SHORT EXERCISE
Write every line of the records below as a JSON list of strings, one string per line, leaving out any blank lines.

------

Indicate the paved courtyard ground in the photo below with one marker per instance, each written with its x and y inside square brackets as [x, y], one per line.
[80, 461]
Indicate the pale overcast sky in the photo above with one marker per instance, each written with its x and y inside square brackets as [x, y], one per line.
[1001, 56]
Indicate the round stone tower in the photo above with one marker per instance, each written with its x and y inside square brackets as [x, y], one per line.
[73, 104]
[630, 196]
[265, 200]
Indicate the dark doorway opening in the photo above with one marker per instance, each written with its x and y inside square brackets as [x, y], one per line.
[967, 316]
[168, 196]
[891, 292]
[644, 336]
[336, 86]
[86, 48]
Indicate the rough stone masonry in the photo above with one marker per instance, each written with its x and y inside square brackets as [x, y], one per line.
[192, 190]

------

SOLUTION FOR THIS TASK
[
  "Indicate the paved courtyard ground in the photo below with one marker per instance, each written with its x and y inside square brackets as [x, y], one per line.",
  "[80, 461]",
  "Indicate the pale overcast sky in the photo above with one marker per instance, each written with its x and y inside square brackets as [x, y], one per line.",
  "[1001, 56]",
  "Indicate the round stone tower in the photo above with one marker per instance, each written with its x and y inside square brackets as [x, y], one per line.",
  "[73, 104]",
  "[630, 196]",
  "[265, 200]",
  "Indicate the dark doorway opening in the photo above with one marker per instance, each written with its x and y inside square brackets as [x, y], one per line.",
  "[967, 316]",
  "[168, 196]",
  "[891, 292]",
  "[644, 336]",
  "[336, 86]",
  "[86, 48]",
  "Indicate the rough stone masonry in the photo above with one marker per instance, each written with its x and y inside square brackets as [x, y], one per line.",
  "[192, 190]"
]